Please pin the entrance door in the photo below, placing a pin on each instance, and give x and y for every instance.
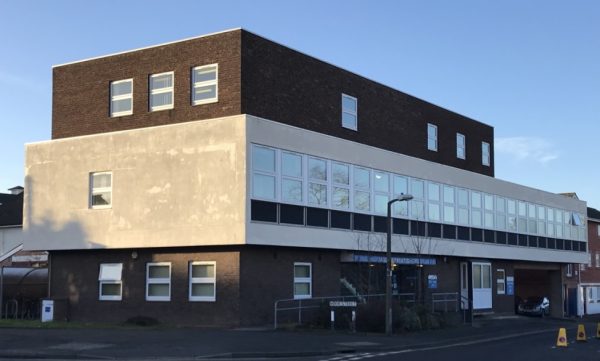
(482, 285)
(464, 286)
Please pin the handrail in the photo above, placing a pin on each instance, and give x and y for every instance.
(307, 303)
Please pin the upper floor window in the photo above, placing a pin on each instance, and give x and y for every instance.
(460, 146)
(121, 97)
(485, 153)
(101, 190)
(205, 84)
(349, 112)
(432, 137)
(161, 91)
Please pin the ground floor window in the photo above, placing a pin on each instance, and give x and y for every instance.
(302, 280)
(110, 283)
(158, 281)
(500, 281)
(203, 281)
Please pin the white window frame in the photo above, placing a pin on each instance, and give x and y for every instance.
(170, 89)
(302, 280)
(114, 98)
(115, 281)
(434, 137)
(94, 191)
(203, 280)
(461, 146)
(200, 84)
(485, 154)
(150, 281)
(350, 111)
(501, 280)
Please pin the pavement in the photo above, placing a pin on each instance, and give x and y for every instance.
(203, 343)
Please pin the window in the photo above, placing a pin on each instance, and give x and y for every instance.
(349, 112)
(203, 281)
(500, 281)
(100, 190)
(121, 98)
(263, 177)
(460, 146)
(205, 84)
(432, 137)
(341, 185)
(302, 280)
(109, 280)
(291, 177)
(161, 91)
(317, 186)
(485, 153)
(158, 281)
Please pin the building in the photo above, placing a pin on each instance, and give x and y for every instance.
(583, 280)
(201, 180)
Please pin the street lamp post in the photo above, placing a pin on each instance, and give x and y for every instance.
(388, 278)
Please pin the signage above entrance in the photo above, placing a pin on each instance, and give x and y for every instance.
(363, 258)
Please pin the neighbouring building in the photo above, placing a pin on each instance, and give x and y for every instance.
(583, 280)
(200, 181)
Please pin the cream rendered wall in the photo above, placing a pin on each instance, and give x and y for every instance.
(173, 185)
(266, 132)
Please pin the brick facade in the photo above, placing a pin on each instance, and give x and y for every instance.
(265, 79)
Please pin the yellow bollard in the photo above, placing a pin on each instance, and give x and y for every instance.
(561, 340)
(581, 333)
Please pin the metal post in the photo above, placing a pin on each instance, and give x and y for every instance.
(388, 278)
(388, 272)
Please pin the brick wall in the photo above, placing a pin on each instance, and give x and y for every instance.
(80, 97)
(286, 86)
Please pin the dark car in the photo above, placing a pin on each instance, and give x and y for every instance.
(536, 305)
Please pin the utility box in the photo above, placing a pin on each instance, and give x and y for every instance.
(47, 310)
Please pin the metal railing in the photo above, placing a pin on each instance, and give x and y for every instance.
(445, 299)
(304, 304)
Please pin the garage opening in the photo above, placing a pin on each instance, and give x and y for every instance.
(539, 282)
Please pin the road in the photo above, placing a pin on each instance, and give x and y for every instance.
(541, 346)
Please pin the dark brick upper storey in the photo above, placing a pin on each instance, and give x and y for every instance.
(265, 79)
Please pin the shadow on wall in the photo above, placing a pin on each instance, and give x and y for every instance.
(44, 233)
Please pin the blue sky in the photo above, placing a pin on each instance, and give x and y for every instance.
(530, 68)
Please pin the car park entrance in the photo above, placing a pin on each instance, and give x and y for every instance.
(536, 282)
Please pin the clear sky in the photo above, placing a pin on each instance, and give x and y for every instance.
(531, 69)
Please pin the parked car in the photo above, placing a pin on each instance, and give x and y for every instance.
(536, 305)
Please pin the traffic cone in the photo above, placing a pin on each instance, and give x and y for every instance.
(581, 333)
(561, 341)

**WRITTEN TASK:** Repeat the material above in full and exactly, omitting the pictures.

**RESULT:**
Please pin the entrance door in the photo below, placing a pin on each instance, and give x and y for every instance.
(482, 285)
(464, 286)
Please pin the handrail in the photo above, placing a pin on each instance, and give x and y for every instance.
(307, 303)
Please pin the upper floor window in the photo above, placing a pin on each instance, and give x and y for every instance.
(460, 146)
(121, 97)
(485, 153)
(101, 190)
(205, 84)
(349, 112)
(432, 137)
(161, 91)
Please pin the ground floor window in the photo above, placing a pin on each instance, and give x and y for every instance.
(302, 280)
(110, 283)
(158, 281)
(500, 281)
(203, 281)
Please pin the white window frame in the photo above, placing a pin on each instance, and give x and y for every instance.
(170, 89)
(302, 280)
(114, 98)
(115, 281)
(434, 137)
(94, 191)
(203, 280)
(461, 146)
(200, 84)
(485, 154)
(150, 281)
(350, 111)
(501, 280)
Please pin the pavement in the photo above, placing a pin on each instance, and give x and y for every instance.
(203, 343)
Please pin the window in the photo above, placing a pin on each instance, and give x and y for every instance.
(349, 112)
(203, 281)
(500, 281)
(100, 190)
(121, 98)
(263, 177)
(460, 146)
(205, 84)
(432, 137)
(341, 185)
(302, 280)
(109, 280)
(291, 177)
(161, 91)
(317, 186)
(485, 153)
(158, 281)
Please pin the building in the photo above, placing a pin on each instance, and give x and y for every instance.
(583, 280)
(201, 180)
Please pin the street lamp post in the photo above, placing a pin on each instance, and give x and y for every instance.
(388, 278)
Please pin the signage above entrance in the photo above, placing a pin on each instance, and give x and y for every instance.
(363, 258)
Please pin the neighbouring building in the photo above, placing a pin on each instance, and give x and y for every instance.
(583, 280)
(200, 181)
Please pin the cream rendered wall in the photo above, placing a pin on each instance, and give x and y for every instance.
(173, 185)
(266, 132)
Please pin the brick facade in the photo above, placing a pin on each instance, and give x and y for every instance.
(265, 79)
Please pin the yellow bollard in the photo above, placing a pin on each instance, and give x and y for every instance.
(561, 340)
(581, 333)
Please pin the metal post in the photo above, placing a pin on each instance, and give x and y for every instance.
(388, 278)
(388, 272)
Please pin the brick wall in the photo above, placing a pin on each instance, and give x and y for every instance.
(80, 97)
(286, 86)
Please pin the dark car in the photo above, placing a pin on each instance, and give x and y for every instance.
(536, 305)
Please pin the utility box in the photo above, placing a pin on each instance, and give x and y for every instance.
(47, 310)
Please pin the metal railing in the photo above, placing a pin on each instance, and give x and y for every instance.
(445, 299)
(304, 304)
Please pin the garage opening in the photo above, placing a pin on each instance, and give x and y for every instance.
(539, 282)
Please pin the road in the photo above, placing a pin on each instance, and give x and y for every instance.
(541, 346)
Please pin the dark brick upper storey in the photo above, placing a pin on each instance, and give x and y for every instance.
(265, 79)
Please pin the shadow on wall in the photo above, placing a pin on each instance, and give x and y for every instance.
(44, 233)
Please pin the blue sky in the photo above, placing a pin on each instance, and give x and y for every instance.
(530, 68)
Please pin the car park entrance in the photo above, placing a pin on each instance, and give x and y for every instance.
(536, 282)
Please pin the clear sky in the photo above, placing a pin on each instance, and give x and y for every instance.
(531, 69)
Please pin the parked car in the photo above, placing a pin on each instance, and give x and y for every instance.
(536, 305)
Please pin the traffic cone in the photo above, placing a pin on each instance, and give x and y for every instance.
(581, 333)
(561, 341)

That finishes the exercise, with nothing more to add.